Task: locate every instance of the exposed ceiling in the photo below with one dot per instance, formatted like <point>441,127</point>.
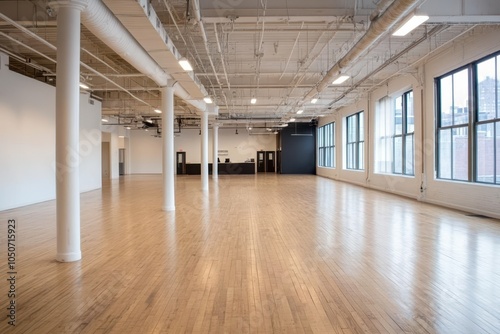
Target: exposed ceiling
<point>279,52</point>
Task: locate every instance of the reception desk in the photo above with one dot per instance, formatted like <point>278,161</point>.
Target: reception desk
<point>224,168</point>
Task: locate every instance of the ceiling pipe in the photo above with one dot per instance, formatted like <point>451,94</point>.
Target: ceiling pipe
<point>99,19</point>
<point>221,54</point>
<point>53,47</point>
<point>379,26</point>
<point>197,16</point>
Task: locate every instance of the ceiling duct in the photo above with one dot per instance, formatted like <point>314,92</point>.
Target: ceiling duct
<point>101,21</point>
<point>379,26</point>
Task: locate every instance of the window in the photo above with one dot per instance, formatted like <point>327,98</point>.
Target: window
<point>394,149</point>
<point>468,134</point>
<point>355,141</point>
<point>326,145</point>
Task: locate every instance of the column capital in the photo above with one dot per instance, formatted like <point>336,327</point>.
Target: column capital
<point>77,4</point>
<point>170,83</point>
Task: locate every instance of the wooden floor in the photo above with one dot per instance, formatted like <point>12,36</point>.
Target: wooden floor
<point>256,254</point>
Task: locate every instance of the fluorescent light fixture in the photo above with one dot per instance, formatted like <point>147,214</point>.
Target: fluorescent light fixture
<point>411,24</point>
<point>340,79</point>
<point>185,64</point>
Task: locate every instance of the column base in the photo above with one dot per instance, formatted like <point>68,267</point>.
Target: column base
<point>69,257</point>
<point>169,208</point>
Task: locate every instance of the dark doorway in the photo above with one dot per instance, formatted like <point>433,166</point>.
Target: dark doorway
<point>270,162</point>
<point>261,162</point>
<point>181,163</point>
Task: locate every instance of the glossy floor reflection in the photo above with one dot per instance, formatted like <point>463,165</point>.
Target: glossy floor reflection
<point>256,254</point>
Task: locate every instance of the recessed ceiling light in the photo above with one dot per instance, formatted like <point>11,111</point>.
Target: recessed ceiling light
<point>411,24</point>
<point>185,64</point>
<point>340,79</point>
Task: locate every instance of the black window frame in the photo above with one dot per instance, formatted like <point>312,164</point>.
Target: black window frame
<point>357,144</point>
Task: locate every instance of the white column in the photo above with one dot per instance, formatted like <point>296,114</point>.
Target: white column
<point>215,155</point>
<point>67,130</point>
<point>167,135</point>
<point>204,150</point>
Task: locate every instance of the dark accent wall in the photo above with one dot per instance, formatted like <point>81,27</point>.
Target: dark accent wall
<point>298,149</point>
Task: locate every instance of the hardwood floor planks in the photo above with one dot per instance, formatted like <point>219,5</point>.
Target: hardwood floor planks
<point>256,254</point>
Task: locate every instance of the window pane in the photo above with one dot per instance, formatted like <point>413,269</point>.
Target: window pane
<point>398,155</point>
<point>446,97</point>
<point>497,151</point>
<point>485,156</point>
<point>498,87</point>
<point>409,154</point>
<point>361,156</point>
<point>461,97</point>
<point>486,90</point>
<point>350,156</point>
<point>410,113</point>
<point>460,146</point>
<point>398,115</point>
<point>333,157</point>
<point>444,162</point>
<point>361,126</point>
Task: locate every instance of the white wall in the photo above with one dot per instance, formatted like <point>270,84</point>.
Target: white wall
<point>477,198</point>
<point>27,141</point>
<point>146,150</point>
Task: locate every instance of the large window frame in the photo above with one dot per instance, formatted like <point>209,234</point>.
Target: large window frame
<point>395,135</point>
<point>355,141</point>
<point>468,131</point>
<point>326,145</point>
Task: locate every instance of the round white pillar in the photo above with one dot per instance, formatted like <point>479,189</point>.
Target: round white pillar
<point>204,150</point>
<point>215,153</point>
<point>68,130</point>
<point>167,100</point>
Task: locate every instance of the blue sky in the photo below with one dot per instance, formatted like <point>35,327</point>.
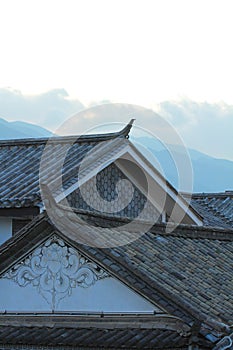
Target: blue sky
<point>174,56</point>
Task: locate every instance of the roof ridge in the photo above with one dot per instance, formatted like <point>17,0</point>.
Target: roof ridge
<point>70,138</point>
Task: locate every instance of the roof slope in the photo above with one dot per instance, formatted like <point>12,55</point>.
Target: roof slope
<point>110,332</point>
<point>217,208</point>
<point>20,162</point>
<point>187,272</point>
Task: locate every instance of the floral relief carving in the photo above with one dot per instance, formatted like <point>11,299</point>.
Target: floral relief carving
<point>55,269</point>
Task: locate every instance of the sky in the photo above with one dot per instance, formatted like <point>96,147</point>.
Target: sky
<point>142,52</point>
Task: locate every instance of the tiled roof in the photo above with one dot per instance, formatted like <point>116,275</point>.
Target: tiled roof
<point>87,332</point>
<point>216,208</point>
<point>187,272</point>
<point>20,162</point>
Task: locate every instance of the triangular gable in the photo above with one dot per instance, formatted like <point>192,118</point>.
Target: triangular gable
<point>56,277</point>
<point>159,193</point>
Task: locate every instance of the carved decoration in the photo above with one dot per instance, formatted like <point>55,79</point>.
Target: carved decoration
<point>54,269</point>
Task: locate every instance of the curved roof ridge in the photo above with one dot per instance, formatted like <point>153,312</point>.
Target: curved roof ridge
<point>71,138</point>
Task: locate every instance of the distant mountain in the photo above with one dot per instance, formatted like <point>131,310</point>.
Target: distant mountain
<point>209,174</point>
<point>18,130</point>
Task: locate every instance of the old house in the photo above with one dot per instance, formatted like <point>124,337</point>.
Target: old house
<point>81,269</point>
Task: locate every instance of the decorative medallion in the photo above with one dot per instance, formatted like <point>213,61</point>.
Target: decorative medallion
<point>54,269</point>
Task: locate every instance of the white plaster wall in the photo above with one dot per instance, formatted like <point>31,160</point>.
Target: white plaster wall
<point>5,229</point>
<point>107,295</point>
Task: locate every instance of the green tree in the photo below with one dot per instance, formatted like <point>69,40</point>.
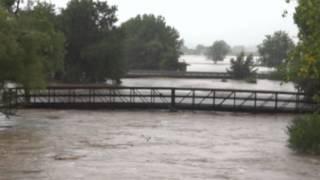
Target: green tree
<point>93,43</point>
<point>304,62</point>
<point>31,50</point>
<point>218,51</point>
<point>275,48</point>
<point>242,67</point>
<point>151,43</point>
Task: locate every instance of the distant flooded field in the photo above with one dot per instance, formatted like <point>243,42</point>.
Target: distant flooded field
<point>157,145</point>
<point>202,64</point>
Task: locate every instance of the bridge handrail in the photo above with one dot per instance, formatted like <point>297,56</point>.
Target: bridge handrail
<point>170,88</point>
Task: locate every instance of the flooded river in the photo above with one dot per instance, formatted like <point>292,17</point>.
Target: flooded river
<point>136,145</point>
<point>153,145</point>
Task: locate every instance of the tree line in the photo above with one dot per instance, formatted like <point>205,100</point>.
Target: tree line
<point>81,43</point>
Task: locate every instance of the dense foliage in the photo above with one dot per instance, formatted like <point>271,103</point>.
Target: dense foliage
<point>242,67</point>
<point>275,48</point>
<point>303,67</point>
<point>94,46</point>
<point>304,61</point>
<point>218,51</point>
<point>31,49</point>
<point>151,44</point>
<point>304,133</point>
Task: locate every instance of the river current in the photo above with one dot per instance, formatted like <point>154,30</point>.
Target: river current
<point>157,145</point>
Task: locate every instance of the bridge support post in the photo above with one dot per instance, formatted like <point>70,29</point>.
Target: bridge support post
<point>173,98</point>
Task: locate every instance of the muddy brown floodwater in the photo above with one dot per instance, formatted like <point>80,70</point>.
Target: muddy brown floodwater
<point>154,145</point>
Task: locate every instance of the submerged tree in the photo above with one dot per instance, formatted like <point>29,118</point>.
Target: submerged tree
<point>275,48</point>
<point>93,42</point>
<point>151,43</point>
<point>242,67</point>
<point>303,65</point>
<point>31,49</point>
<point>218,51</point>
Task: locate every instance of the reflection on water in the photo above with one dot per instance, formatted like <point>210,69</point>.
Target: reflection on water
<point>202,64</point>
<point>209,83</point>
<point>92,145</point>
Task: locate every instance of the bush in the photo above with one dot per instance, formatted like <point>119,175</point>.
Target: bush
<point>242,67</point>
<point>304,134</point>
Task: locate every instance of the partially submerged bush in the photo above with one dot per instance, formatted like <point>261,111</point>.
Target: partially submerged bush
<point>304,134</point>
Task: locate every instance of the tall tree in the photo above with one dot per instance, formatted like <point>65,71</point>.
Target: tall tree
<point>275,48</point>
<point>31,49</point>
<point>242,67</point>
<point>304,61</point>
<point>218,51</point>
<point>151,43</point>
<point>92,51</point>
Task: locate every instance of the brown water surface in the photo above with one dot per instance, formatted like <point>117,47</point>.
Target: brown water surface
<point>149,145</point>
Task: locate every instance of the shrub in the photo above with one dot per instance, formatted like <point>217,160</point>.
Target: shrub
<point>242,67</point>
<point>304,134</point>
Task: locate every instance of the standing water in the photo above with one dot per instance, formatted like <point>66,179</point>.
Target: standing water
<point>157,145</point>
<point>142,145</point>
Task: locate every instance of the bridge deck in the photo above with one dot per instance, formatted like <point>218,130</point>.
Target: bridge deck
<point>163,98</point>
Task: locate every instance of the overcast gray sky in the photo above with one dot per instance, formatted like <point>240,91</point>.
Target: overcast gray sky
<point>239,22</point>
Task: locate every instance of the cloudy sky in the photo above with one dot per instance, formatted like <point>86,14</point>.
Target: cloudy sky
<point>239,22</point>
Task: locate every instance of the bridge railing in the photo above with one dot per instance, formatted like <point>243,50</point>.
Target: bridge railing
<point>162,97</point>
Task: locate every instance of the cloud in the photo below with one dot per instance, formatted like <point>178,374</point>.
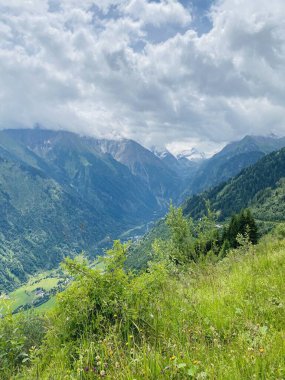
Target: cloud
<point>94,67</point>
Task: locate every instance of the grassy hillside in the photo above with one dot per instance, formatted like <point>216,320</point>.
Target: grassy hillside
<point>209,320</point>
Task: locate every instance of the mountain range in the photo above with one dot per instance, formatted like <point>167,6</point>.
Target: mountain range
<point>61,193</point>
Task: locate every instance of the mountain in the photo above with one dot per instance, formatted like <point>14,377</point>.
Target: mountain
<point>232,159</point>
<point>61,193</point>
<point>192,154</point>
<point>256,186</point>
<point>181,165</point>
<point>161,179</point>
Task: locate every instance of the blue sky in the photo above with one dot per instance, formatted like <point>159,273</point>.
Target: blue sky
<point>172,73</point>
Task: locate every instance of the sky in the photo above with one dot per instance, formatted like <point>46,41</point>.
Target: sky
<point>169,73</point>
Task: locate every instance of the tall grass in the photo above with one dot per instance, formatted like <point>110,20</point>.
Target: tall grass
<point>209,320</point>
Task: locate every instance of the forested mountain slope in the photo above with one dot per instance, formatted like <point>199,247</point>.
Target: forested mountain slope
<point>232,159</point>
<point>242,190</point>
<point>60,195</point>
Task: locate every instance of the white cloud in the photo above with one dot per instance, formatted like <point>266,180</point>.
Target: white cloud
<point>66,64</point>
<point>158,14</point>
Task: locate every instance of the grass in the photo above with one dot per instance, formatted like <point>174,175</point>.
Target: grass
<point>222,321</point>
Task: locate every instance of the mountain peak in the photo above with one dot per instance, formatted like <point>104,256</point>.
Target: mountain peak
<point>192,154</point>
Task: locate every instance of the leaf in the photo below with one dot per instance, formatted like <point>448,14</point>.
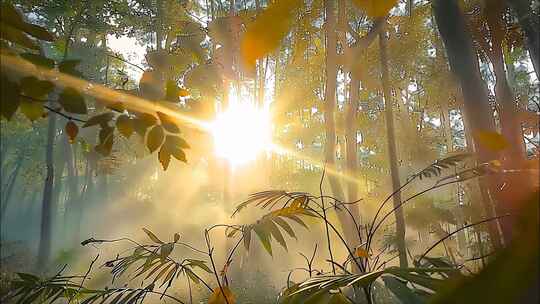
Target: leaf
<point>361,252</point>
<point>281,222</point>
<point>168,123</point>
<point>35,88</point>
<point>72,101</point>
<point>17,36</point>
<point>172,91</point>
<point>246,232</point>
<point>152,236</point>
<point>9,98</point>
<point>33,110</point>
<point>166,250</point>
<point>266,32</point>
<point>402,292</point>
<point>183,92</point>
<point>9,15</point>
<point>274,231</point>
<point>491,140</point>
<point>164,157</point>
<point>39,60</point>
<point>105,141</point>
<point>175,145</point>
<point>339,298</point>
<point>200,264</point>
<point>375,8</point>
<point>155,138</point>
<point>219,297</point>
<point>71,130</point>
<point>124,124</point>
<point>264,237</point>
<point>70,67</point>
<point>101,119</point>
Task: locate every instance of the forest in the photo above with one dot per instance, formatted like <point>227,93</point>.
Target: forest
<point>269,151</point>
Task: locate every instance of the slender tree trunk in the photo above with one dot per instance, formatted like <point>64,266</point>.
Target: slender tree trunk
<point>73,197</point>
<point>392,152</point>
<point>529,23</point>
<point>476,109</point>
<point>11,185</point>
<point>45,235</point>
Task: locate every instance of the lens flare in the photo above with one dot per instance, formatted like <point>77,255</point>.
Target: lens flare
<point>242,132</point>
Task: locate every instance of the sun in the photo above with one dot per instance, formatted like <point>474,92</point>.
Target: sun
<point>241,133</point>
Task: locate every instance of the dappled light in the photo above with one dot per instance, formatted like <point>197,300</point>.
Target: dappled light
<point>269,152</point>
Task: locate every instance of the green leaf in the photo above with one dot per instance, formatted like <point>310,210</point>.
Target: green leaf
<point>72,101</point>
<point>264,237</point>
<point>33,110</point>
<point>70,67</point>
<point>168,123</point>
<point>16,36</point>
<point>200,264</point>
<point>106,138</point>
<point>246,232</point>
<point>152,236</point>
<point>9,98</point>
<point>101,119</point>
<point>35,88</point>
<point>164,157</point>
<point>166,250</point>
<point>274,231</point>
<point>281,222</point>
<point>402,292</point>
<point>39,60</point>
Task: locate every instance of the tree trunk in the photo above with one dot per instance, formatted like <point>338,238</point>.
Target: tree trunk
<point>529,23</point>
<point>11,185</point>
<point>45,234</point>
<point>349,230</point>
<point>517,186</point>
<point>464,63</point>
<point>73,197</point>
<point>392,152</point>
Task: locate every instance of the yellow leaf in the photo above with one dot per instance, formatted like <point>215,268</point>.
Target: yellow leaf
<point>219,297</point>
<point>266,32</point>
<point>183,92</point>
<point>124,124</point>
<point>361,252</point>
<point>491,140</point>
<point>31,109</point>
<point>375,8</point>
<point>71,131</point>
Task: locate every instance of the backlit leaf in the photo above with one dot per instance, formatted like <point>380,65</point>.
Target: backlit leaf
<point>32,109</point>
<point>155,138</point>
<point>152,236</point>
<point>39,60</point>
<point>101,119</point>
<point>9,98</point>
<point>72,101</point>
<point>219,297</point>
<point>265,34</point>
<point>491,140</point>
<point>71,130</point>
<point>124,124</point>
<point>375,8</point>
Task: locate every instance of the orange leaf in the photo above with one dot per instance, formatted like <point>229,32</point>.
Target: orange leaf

● **Challenge**
Reproduce the data above word for word, starting at its first line and stopping after the line that contains "<point>197,16</point>". Leave the pictures out of your copy.

● **Answer to the task**
Task: locate every instance of the exposed ceiling in the photo below with one dot per instance, formatted like <point>441,127</point>.
Target: exposed ceiling
<point>279,52</point>
Task: locate every instance of the reception desk in the photo above with one dot per instance, formatted like <point>278,161</point>.
Target: reception desk
<point>224,168</point>
Task: locate every instance of the ceiling pipe in the photo above with one dot per instance, formatted like <point>451,94</point>.
Target: ceiling pipe
<point>99,19</point>
<point>221,54</point>
<point>53,47</point>
<point>379,26</point>
<point>197,16</point>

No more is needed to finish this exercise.